Stated goal :: Pick out each line of the listing below that contains the word "white", and copy those lines in full.

Supplied material ::
━━━

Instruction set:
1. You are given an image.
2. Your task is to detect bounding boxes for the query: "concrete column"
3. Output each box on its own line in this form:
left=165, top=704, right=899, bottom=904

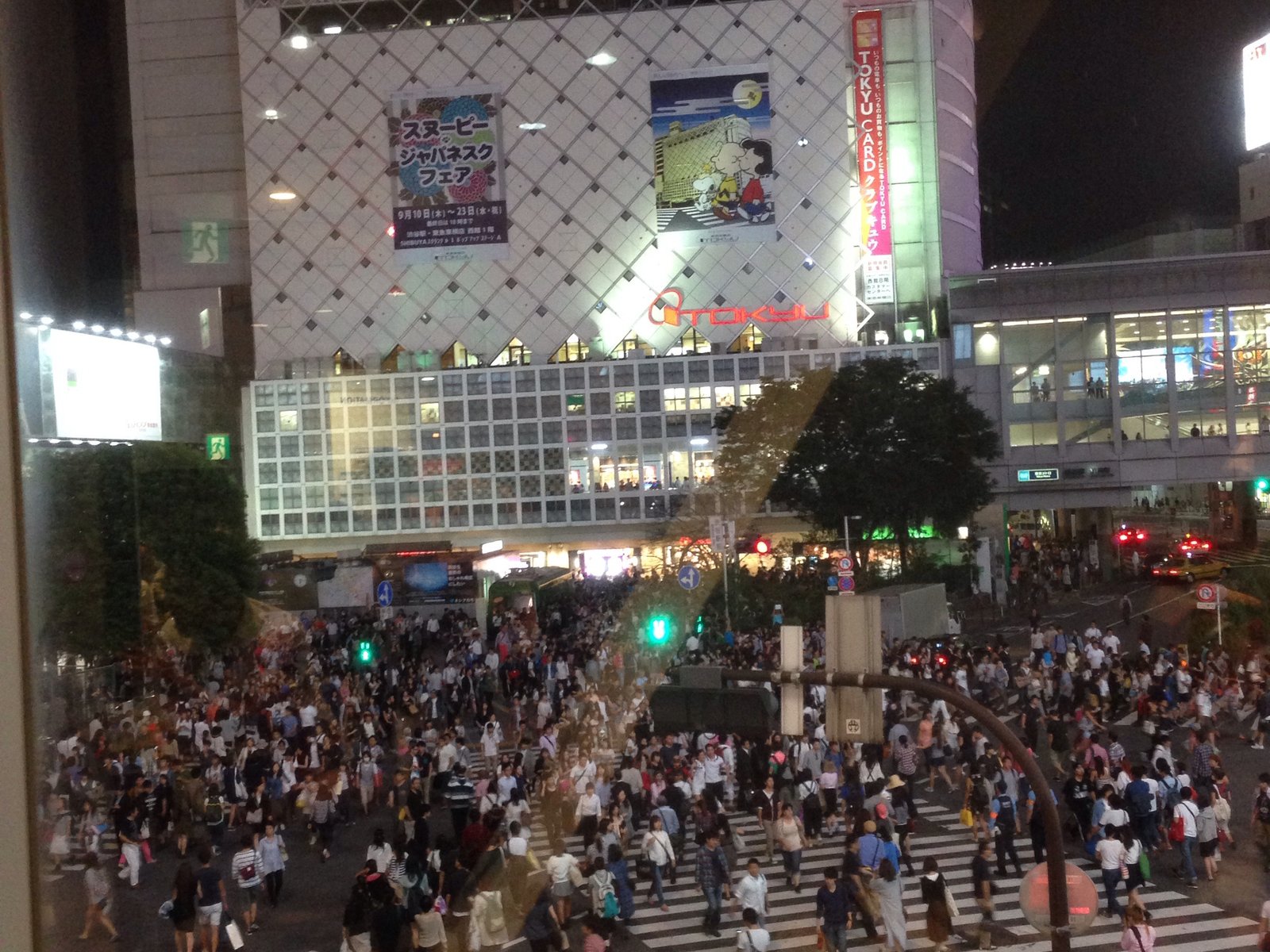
left=824, top=595, right=883, bottom=744
left=0, top=144, right=40, bottom=950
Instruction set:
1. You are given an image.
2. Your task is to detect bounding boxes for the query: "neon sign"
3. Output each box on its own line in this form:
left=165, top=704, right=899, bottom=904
left=648, top=288, right=829, bottom=328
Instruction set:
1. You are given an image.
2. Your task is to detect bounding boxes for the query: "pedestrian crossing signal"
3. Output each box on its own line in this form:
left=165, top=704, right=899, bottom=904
left=648, top=616, right=671, bottom=645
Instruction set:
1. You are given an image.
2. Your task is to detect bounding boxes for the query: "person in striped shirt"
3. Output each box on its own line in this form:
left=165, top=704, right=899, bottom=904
left=233, top=833, right=262, bottom=933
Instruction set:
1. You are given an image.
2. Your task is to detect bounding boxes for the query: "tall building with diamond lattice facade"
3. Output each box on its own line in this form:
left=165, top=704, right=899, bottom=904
left=129, top=0, right=980, bottom=559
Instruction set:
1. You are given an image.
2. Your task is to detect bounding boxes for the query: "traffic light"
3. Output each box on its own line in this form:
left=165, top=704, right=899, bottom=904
left=645, top=614, right=671, bottom=646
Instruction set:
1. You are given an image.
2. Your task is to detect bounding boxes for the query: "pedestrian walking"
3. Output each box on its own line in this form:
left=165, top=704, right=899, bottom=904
left=80, top=853, right=119, bottom=942
left=970, top=839, right=997, bottom=950
left=167, top=862, right=198, bottom=952
left=230, top=833, right=262, bottom=933
left=775, top=804, right=802, bottom=892
left=868, top=859, right=908, bottom=952
left=696, top=832, right=737, bottom=938
left=256, top=820, right=287, bottom=909
left=922, top=857, right=952, bottom=952
left=640, top=815, right=675, bottom=912
left=815, top=866, right=849, bottom=952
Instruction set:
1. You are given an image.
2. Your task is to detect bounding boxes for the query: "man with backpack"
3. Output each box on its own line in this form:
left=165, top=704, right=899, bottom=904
left=1253, top=773, right=1270, bottom=872
left=1168, top=787, right=1199, bottom=889
left=988, top=781, right=1024, bottom=878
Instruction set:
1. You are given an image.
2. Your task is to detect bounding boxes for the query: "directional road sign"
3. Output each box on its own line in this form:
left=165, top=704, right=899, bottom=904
left=679, top=565, right=701, bottom=592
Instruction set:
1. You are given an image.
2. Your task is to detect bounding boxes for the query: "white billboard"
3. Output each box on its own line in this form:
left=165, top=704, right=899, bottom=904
left=1243, top=33, right=1270, bottom=150
left=40, top=328, right=163, bottom=440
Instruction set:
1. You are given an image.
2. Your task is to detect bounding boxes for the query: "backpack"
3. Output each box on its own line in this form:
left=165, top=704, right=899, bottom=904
left=997, top=793, right=1014, bottom=831
left=1126, top=781, right=1152, bottom=817
left=203, top=797, right=225, bottom=827
left=1213, top=792, right=1230, bottom=823
left=483, top=891, right=506, bottom=933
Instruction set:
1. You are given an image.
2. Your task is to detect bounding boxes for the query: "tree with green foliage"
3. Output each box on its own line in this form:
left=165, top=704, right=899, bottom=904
left=715, top=358, right=999, bottom=571
left=27, top=443, right=256, bottom=660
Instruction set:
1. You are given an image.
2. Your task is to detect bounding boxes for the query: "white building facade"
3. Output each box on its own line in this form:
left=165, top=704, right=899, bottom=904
left=223, top=0, right=980, bottom=551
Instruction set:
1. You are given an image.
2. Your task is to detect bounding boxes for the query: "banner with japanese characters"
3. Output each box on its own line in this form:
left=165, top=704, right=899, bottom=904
left=389, top=86, right=508, bottom=264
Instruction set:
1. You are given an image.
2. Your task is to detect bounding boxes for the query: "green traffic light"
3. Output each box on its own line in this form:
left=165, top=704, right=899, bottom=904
left=648, top=617, right=671, bottom=645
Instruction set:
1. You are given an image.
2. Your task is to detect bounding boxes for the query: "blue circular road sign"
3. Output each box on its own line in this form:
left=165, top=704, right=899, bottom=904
left=679, top=565, right=701, bottom=592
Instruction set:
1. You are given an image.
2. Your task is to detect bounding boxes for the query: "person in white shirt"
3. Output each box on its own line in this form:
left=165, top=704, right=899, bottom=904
left=737, top=909, right=772, bottom=952
left=732, top=859, right=767, bottom=925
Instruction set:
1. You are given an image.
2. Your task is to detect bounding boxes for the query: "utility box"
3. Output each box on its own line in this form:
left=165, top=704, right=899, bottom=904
left=868, top=582, right=949, bottom=647
left=824, top=594, right=883, bottom=744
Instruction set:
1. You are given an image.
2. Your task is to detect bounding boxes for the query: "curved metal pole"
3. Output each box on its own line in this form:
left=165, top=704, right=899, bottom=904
left=722, top=669, right=1072, bottom=952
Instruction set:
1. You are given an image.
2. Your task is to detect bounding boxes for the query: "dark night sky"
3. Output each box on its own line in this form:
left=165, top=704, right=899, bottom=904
left=979, top=0, right=1270, bottom=265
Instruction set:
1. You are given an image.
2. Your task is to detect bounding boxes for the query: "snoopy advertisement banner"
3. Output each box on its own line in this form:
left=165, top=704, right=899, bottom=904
left=649, top=66, right=776, bottom=248
left=389, top=86, right=508, bottom=264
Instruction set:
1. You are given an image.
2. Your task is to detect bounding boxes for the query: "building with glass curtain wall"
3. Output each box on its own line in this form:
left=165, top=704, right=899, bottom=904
left=210, top=0, right=980, bottom=551
left=950, top=252, right=1270, bottom=510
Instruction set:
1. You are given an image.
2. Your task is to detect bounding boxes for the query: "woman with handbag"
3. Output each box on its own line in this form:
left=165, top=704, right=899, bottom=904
left=921, top=857, right=954, bottom=952
left=640, top=814, right=675, bottom=912
left=775, top=804, right=802, bottom=892
left=1120, top=906, right=1158, bottom=952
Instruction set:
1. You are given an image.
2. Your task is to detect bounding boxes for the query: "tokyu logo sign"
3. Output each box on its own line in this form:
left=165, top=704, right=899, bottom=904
left=648, top=288, right=829, bottom=328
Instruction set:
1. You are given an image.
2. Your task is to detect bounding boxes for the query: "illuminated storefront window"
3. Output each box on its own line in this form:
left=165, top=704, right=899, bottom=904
left=491, top=338, right=531, bottom=367
left=441, top=340, right=480, bottom=370
left=551, top=334, right=591, bottom=363
left=1115, top=317, right=1170, bottom=440
left=665, top=328, right=710, bottom=357
left=610, top=334, right=654, bottom=359
left=1227, top=305, right=1270, bottom=436
left=728, top=324, right=764, bottom=354
left=1168, top=307, right=1226, bottom=440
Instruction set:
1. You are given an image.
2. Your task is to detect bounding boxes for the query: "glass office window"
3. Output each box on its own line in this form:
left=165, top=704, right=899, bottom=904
left=1227, top=305, right=1270, bottom=436
left=1168, top=313, right=1229, bottom=440
left=1115, top=313, right=1171, bottom=442
left=1001, top=319, right=1058, bottom=404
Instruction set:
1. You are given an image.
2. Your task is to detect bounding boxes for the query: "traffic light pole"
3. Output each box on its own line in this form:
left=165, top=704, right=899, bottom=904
left=722, top=669, right=1072, bottom=952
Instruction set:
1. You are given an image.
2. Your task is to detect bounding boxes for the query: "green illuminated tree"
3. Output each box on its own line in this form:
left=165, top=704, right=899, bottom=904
left=715, top=358, right=999, bottom=570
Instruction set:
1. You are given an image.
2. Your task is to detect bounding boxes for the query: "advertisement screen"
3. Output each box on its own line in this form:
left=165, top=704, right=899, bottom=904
left=40, top=328, right=163, bottom=440
left=389, top=86, right=508, bottom=265
left=1243, top=33, right=1270, bottom=148
left=649, top=66, right=777, bottom=248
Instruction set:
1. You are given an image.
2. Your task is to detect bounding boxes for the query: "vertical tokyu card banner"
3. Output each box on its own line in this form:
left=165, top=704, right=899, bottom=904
left=851, top=10, right=895, bottom=305
left=389, top=86, right=508, bottom=264
left=649, top=66, right=776, bottom=248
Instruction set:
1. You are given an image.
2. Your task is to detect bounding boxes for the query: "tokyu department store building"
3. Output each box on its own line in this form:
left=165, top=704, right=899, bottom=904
left=221, top=0, right=982, bottom=567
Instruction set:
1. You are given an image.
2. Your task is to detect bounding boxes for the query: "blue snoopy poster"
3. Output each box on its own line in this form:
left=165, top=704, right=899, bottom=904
left=649, top=66, right=776, bottom=248
left=387, top=86, right=508, bottom=264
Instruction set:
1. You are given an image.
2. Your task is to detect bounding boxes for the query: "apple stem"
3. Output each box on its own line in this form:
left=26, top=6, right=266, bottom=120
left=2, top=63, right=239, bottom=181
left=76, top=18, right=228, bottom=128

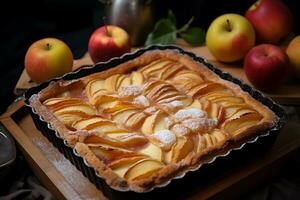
left=46, top=43, right=51, bottom=50
left=102, top=16, right=110, bottom=36
left=226, top=19, right=231, bottom=32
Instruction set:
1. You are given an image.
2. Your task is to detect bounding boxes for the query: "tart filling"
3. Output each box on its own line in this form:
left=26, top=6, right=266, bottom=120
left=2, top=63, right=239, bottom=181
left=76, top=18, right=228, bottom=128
left=30, top=50, right=277, bottom=192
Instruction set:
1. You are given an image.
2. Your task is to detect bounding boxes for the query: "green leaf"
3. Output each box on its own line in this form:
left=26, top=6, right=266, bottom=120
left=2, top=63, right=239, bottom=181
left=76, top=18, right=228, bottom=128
left=168, top=10, right=177, bottom=26
left=178, top=16, right=194, bottom=33
left=180, top=27, right=205, bottom=46
left=145, top=19, right=177, bottom=45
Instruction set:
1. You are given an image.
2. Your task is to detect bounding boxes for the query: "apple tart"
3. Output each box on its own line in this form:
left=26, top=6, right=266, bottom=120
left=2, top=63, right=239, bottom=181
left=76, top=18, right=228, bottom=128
left=30, top=50, right=278, bottom=192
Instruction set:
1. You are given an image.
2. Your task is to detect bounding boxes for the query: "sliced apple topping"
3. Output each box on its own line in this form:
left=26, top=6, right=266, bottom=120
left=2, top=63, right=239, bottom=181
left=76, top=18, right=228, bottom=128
left=104, top=74, right=124, bottom=92
left=84, top=133, right=148, bottom=149
left=159, top=63, right=184, bottom=80
left=139, top=142, right=163, bottom=161
left=131, top=71, right=145, bottom=86
left=133, top=95, right=150, bottom=107
left=88, top=144, right=140, bottom=164
left=125, top=112, right=147, bottom=129
left=222, top=112, right=262, bottom=136
left=108, top=156, right=145, bottom=178
left=124, top=159, right=164, bottom=181
left=171, top=136, right=194, bottom=163
left=86, top=79, right=106, bottom=99
left=152, top=129, right=176, bottom=151
left=72, top=116, right=107, bottom=130
left=118, top=85, right=142, bottom=97
left=140, top=60, right=172, bottom=78
left=141, top=111, right=168, bottom=134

━━━

Task solution ::
2. Your task is to detect bounding boxes for the query: "white billboard"
2. Your task is to detect bounding boxes for the query: "white building facade"
2. Your task is to detect bounding boxes for the query: "person in white shirt"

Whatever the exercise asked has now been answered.